## Отрывок из текста
***
Далее. Всякого рода разговоры об идее истории или о ее смысле, с позиции Вена, суть нонсенс, "плод догматических иллюзий", также как и попытки найти в истории ценности или попытаться объяснить ее с точки зрения ценностного подхода. Истории с большой буквы не существует, она "состоит из той же субстанции, что и жизнь каждого из нас", и вообще, ее интересует "не неповторимость отдельных событий, а их специфичность", даже более того - их типичность. "История есть описание специфического, то есть постижимого, в событиях человеческого измерения. <...> Исторично то, что не универсально, и то, что не неповторимо", - так, достаточно провокативно, формулирует Вен суть истории. Для историка необязательно понятие времени - ему "нужно вразумительное понятие процесса", то есть опять-таки интриги. История - это "книжное понятие, а не экзистенциальное", поэтому всякое историческое знание - это в первую очередь знание, а не интуиция. На этом провокации Вена не заканчиваются - они только начинаются.
***
## Записи набора данных

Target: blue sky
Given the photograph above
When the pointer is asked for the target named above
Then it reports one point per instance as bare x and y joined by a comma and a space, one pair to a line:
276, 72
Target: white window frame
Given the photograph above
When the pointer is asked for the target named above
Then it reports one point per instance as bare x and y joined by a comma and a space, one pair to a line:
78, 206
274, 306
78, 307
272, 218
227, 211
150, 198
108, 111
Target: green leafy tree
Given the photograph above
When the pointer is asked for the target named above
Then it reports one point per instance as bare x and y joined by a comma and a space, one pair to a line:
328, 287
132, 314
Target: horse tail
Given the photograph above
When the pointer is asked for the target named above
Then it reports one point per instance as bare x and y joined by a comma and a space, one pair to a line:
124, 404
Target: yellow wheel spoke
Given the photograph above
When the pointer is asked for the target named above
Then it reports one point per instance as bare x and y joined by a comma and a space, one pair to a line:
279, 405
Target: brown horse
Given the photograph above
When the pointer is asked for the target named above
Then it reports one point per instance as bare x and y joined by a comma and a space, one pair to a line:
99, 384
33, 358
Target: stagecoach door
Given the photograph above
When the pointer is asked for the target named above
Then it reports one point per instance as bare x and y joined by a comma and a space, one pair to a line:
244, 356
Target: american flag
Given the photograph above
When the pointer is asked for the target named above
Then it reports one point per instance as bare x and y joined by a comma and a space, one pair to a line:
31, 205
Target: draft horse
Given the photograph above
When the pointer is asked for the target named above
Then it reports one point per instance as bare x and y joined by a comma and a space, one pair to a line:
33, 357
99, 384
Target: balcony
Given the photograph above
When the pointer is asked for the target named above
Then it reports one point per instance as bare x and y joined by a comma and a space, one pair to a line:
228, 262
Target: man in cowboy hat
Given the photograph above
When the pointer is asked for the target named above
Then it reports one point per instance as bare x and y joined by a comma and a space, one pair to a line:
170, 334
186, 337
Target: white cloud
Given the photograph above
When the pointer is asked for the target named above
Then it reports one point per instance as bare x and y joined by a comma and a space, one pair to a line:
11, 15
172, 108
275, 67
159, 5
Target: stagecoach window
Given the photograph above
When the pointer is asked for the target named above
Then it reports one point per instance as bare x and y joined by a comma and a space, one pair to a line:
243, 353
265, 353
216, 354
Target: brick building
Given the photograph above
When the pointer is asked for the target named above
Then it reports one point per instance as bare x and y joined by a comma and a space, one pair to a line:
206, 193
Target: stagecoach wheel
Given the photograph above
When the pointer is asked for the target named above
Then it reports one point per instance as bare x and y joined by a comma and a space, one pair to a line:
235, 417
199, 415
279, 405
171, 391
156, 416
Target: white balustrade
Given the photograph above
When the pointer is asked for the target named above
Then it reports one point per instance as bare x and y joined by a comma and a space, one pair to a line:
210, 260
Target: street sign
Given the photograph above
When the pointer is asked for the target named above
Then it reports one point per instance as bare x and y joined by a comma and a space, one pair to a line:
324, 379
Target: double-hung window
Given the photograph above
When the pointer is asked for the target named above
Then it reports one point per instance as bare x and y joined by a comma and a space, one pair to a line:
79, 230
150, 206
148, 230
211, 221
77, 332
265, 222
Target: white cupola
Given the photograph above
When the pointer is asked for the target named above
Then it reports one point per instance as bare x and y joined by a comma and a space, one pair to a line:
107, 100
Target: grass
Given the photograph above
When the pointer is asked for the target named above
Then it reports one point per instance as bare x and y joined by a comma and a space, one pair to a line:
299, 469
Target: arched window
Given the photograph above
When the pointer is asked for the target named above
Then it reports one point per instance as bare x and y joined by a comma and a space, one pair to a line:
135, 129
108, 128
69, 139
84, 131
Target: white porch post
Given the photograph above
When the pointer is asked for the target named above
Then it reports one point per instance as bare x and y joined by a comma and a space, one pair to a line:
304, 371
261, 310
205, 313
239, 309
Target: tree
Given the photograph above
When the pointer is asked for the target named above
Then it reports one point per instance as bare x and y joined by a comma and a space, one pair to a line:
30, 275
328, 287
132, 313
***
## Что нужно сделать
[1] Отберите из записей выше все строки, в которых встречается слово «window», с учетом регистра букв.
[2] Продолжите текст о взглядах Вена на историю, начав сразу после его последнего предложения.

## Ответы
[1]
Target: white window frame
Target: stagecoach window
Target: double-hung window
Target: arched window

[2]
Во втором разделе книги, озаглавленном "Понимание", Вен ставит под сомнение объяснительные притязания истории. "Объяснять" для него - это значит делать понятными интриги, все объяснения "заключены в смысле, который историк придает рассказу". Какое-либо причинно-следственное объяснение событий невозможно, точнее, даже если мы даем его, другой историк с таким же успехом может связать причины и следствия иным узлом и выстроить иной ряд событий, то есть создать новую интригу. Ибо - как гласит уже третий раздел книги Вена - "есть законы в истории... но нет законов истории". А потому историческое объяснение соединяет события по одной из трех схем: либо по схеме случайности, либо по схеме объективных обстоятельств ("материальных причин"), либо по схеме свободы движения мысли ("конечные причины").

При реализации первого вида объяснения история предстает как театр, "где фортуна забавляется разрушением наших замыслов"; по второй версии созидалась марксистская концепция исторического процесса; третий вариант дает на выходе "идеалистическую" концепцию, когда прошлое объясняется действием абсолютной идеи, нравственных или каких-либо иных принципов. Таким образом, и оказывается, что у истории нет ни онтологии, ни своего метода, а все ее теории и типы суть лишь "краткие изложения интриги". "...Истории нужны не разъясняющие принципы, а слова о былом состоянии вещей", поэтому ее понятия хотя и существуют, и даже являются порой необходимыми, не покрывают всего многообразия конкретных вещей: ведь вещи меняются быстрее, чем слова.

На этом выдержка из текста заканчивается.